◆ **What you are asked to do**: Reproduce word for word the lines from the line containing "the baby's face" to the line containing "x=170, y=135", including both of those lines.
----- Data to process
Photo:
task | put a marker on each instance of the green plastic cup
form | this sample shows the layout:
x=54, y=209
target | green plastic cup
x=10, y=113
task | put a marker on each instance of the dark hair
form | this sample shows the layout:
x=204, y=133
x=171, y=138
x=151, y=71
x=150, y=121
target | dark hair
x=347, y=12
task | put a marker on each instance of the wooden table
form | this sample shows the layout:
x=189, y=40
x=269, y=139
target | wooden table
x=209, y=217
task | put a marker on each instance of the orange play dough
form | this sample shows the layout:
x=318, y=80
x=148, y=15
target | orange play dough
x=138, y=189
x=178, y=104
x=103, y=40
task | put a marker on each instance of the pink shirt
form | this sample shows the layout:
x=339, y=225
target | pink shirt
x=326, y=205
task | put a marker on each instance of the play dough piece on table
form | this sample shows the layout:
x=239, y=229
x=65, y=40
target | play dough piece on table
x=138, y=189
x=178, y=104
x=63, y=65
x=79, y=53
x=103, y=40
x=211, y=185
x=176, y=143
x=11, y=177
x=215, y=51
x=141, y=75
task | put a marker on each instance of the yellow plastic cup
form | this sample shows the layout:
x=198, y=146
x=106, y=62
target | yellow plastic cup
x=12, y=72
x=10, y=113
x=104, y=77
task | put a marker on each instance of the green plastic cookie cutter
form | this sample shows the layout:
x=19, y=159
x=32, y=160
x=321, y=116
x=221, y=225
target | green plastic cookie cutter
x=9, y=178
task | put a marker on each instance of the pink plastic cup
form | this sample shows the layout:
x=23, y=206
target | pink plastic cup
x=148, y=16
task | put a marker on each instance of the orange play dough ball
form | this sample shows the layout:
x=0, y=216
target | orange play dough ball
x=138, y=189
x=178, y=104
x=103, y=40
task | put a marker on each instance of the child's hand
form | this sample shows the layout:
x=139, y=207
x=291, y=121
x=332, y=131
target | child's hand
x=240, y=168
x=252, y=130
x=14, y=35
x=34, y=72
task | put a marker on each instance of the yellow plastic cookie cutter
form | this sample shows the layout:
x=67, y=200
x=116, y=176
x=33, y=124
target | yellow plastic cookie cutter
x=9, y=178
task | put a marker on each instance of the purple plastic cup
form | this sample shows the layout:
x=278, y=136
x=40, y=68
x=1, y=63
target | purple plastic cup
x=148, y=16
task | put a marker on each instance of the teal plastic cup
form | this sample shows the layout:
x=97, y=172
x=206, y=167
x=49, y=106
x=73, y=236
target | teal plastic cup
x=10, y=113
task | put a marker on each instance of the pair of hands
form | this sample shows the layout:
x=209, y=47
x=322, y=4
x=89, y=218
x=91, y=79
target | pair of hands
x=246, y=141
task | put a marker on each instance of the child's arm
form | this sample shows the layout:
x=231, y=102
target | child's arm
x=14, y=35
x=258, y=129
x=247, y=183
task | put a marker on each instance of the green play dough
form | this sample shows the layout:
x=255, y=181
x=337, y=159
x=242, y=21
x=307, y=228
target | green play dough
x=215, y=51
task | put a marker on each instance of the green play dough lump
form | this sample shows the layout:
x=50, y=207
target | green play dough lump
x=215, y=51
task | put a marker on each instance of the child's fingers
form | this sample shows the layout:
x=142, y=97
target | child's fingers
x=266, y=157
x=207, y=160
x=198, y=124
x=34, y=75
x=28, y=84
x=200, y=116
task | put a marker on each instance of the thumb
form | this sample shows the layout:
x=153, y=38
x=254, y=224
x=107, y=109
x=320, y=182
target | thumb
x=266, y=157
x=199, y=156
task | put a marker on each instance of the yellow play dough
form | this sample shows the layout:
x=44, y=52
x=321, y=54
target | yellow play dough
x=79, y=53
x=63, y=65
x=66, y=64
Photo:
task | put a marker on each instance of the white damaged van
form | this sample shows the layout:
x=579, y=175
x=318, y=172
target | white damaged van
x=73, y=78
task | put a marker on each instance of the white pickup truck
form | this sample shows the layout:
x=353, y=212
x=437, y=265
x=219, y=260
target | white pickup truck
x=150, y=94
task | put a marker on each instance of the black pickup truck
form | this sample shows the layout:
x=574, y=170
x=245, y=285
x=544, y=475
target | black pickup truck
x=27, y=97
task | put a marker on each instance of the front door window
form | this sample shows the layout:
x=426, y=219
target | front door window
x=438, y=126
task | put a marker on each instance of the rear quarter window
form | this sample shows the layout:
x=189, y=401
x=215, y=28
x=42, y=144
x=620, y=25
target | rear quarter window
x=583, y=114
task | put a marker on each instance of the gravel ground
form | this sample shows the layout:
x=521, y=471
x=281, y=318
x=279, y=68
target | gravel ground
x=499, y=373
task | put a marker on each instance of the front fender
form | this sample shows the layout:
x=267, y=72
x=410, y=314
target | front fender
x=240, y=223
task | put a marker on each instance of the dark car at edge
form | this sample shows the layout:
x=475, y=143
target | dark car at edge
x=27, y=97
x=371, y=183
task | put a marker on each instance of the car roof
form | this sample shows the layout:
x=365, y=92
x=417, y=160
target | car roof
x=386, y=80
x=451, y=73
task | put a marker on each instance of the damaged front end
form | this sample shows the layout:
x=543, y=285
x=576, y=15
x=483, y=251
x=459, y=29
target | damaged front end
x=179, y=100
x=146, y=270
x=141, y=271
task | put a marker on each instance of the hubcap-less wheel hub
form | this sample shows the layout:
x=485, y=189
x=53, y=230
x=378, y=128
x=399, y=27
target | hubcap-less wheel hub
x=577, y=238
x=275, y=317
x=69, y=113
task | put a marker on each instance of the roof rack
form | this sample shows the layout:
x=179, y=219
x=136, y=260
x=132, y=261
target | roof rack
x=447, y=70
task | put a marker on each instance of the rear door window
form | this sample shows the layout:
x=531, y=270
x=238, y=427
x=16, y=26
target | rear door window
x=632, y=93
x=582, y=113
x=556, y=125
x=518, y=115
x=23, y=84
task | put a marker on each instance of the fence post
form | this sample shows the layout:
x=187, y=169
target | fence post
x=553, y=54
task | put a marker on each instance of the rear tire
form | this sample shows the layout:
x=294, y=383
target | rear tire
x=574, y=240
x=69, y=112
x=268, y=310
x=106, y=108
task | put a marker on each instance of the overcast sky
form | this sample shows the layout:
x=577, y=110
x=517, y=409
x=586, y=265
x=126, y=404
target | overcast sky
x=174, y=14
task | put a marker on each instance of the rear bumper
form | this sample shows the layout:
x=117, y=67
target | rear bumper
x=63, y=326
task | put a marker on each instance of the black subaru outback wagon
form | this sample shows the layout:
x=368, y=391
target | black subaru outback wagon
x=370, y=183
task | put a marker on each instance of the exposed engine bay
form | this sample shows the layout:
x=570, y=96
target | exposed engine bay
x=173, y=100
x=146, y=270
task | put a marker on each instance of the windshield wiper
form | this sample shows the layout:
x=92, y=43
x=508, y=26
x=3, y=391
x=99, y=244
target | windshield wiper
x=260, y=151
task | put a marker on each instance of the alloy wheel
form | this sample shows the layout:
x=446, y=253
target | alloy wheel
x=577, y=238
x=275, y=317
----------
----- Data to process
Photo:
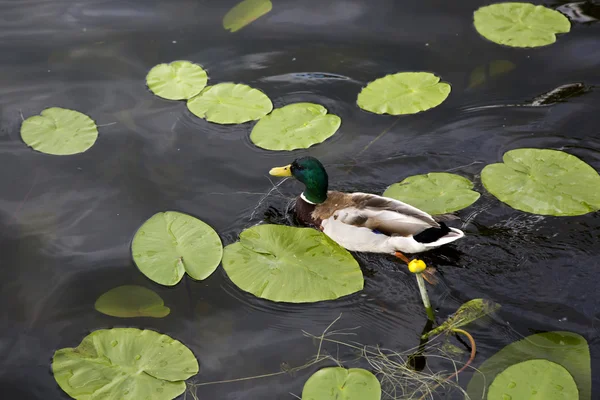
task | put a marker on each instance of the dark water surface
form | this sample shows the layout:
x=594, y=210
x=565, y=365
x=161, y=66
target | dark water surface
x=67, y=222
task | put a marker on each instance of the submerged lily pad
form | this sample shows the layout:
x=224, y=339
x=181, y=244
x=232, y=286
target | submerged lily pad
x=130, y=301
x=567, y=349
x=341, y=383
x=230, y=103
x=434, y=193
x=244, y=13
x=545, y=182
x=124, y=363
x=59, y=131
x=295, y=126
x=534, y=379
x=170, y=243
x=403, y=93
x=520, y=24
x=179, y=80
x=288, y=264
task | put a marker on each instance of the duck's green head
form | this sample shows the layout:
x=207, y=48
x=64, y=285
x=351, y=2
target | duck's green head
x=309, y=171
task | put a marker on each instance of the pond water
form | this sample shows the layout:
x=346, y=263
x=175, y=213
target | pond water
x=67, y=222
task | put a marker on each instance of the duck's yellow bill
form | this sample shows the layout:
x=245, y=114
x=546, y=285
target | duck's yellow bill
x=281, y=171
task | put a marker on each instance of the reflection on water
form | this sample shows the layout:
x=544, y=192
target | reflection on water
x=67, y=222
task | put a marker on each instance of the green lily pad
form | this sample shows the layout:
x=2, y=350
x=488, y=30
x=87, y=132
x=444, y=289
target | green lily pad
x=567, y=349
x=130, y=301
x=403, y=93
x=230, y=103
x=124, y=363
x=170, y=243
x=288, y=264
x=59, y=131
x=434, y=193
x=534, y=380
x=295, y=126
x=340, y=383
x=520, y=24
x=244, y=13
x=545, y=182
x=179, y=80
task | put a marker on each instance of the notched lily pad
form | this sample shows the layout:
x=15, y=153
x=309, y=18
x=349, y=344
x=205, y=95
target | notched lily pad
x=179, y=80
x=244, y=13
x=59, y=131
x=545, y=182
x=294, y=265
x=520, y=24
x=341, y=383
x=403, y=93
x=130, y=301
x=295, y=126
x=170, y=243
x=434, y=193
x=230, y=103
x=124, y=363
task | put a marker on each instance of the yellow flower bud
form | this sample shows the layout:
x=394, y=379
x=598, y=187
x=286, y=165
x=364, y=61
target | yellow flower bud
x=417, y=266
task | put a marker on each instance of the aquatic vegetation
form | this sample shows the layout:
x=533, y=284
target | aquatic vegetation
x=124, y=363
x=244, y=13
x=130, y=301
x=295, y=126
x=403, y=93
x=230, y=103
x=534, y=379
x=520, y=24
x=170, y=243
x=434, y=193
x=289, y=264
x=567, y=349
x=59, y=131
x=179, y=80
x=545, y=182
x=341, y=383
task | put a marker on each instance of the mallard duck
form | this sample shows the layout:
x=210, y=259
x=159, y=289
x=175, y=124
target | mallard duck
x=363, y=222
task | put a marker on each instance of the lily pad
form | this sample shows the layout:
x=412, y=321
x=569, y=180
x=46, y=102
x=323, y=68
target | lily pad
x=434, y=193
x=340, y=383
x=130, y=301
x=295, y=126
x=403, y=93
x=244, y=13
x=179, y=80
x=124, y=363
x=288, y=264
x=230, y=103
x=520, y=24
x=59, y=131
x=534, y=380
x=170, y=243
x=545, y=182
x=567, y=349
----------
----- Data to process
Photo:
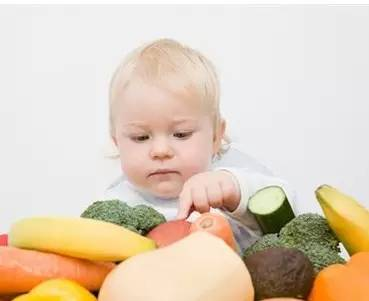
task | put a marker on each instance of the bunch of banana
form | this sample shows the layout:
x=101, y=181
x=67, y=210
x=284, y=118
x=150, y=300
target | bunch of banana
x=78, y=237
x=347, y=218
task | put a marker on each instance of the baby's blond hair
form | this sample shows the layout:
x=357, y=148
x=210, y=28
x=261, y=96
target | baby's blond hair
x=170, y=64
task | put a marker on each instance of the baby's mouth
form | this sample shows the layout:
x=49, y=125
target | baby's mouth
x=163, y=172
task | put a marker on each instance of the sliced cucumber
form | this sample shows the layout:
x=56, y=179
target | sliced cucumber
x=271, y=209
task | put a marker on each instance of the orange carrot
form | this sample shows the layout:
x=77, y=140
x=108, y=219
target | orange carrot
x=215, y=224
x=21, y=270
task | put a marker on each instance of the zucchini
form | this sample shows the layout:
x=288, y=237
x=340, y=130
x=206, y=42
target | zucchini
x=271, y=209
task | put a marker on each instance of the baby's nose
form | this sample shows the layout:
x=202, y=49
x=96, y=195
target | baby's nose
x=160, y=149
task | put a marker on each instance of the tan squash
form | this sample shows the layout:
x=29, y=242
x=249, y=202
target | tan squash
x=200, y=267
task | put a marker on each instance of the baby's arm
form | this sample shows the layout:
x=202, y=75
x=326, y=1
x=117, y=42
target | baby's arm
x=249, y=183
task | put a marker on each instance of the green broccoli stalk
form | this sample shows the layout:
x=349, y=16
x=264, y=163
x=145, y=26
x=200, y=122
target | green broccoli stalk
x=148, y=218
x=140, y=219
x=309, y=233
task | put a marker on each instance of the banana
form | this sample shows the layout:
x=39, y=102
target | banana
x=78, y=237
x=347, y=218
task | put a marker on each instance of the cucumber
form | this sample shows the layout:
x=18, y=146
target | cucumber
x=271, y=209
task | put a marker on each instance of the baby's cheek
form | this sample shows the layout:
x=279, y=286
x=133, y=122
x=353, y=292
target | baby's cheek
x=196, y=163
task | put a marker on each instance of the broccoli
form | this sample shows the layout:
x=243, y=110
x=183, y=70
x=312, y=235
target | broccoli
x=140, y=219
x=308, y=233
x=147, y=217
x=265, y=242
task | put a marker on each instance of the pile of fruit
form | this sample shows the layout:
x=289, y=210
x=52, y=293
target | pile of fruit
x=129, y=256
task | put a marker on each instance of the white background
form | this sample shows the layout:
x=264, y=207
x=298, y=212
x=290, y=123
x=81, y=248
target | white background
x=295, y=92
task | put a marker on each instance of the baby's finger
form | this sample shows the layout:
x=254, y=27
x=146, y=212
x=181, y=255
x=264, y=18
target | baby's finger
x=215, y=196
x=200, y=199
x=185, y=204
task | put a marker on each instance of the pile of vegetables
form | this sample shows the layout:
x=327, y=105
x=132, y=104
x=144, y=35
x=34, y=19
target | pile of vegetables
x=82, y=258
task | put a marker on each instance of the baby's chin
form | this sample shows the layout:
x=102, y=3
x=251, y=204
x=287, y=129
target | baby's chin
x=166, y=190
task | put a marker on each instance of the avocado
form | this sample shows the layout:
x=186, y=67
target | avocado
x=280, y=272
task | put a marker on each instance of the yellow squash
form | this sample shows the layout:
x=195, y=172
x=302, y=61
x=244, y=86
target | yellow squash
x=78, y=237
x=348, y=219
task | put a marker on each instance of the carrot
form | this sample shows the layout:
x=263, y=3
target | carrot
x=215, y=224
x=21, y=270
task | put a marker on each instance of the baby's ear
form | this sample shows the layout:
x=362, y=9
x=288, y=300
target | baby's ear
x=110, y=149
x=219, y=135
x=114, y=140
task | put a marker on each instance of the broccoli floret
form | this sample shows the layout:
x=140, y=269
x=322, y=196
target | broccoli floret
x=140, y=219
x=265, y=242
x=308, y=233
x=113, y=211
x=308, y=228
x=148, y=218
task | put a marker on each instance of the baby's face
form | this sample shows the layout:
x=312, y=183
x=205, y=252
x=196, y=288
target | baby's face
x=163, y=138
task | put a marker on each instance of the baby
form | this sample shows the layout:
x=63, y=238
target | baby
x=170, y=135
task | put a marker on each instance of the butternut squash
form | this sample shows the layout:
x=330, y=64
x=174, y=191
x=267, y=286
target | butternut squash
----------
◆ **Result for this exercise**:
task | put a marker on each instance of the baby's face
form | this sample shows the layout:
x=312, y=183
x=205, y=252
x=196, y=288
target | baby's face
x=163, y=138
task | put a marker on each instance of the baby
form | this sample shows the layout:
x=63, y=238
target | baby
x=170, y=135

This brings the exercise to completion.